→ **EXERCISE TASK**: Which of the lines below contain the word "potted", with case counting? Pull out each of those lines in full.

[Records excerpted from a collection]

====

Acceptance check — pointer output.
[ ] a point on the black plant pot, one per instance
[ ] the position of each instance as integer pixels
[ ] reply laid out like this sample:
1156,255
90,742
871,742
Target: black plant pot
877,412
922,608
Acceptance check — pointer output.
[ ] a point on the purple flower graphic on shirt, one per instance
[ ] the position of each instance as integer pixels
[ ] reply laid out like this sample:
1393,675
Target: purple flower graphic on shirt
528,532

====

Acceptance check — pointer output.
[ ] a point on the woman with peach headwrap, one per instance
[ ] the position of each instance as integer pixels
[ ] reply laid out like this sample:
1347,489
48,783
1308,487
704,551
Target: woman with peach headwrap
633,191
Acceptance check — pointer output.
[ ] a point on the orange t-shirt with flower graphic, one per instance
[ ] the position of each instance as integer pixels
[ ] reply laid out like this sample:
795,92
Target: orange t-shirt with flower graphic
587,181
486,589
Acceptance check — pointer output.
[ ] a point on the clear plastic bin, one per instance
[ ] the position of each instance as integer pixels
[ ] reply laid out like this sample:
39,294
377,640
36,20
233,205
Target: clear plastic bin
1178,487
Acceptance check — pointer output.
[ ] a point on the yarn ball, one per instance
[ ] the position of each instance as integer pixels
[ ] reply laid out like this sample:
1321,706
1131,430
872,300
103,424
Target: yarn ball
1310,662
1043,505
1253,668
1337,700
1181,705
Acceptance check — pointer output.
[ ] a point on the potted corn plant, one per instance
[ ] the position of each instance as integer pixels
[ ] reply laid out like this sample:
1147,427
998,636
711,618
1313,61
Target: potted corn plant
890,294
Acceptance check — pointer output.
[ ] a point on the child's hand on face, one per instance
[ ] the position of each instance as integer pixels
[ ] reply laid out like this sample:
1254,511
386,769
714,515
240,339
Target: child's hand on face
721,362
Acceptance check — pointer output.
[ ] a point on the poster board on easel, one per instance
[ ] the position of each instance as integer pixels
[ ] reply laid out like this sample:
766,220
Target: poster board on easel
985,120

====

→ **WRITTEN SOLUTION**:
[ ] a point on the potted corn plant, one per instance
Target: potted corn plant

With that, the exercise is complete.